__Travail demandé__
A. Dans le texte sur Alain Némarq, relevez tous les lieux où sa politique de marketing a fait descendre Mauboussin.
B. Traduisez en anglais cette phrase du texte sur Alain Némarq : « Cet électron libre, en prenant les commandes de cette vénérable maison, a bousculé les codes de la haute joaillerie. »
───── Texte à lire
Alain Némarq, PDG de Mauboussin : un franc-tireur Place Vendôme

Né à Asnières, de parents rescapés de la Shoa, Alain Némarq, PDG actuel de Mauboussin, se définit comme un « non héritier » dans le cercle très fermé de la HauteJoaillerie. Cet électron libre, en prenant les commandes de cette vénérable maison, a bousculé les codes de la haute joaillerie. Il a multiplié les ruptures de style dans un domaine ultra conservateur, allant même jusqu’à appliquer une politique de marketing novatrice, faisant descendre Mauboussin dans la rue, dans le métro et dans les magazines « People » ! Une politique certes très controversée, mais qui a fait ses preuves, puisque le CA en 10 ans est passé de 12 Millions à 75 Millions d’euros. Focus avec Luxe Magazine sur cet homme pas comme les autres

J’ai voulu faire plaisir à mes parents !
──────────
───── Extrait de données
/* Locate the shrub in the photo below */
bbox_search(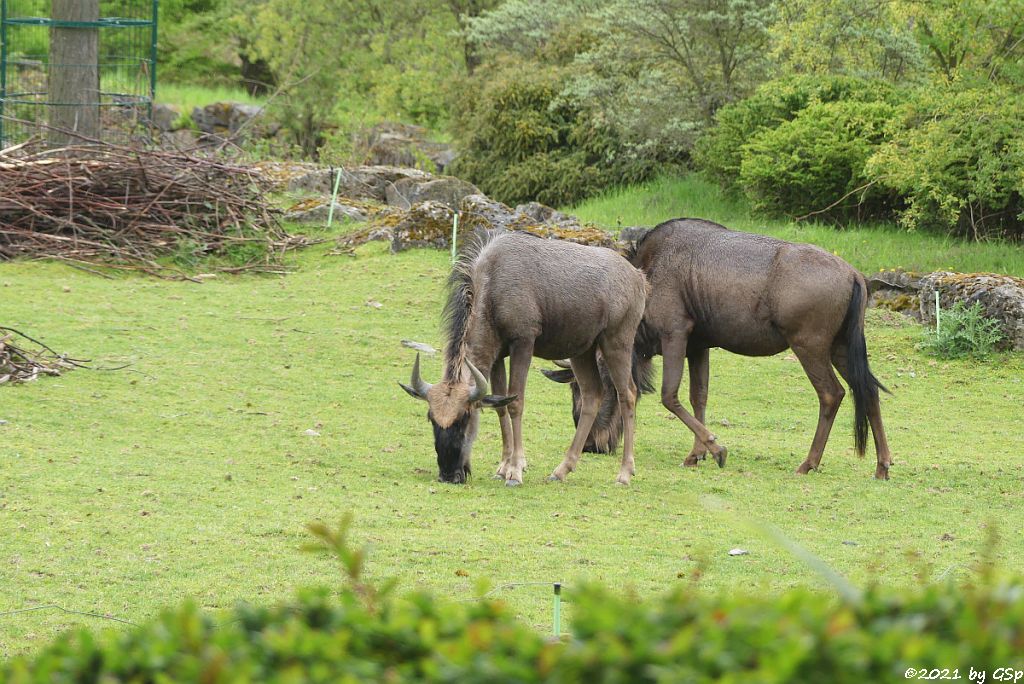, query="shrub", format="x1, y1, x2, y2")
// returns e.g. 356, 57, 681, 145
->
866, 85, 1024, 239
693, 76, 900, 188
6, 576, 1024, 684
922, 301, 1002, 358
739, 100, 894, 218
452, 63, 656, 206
──────────
__Corrigé détaillé__
A.
- la rue
- le métro
- les magazines « People »

B. This free spirit, on taking the helm of this venerable house, shook up the codes of high jewelry.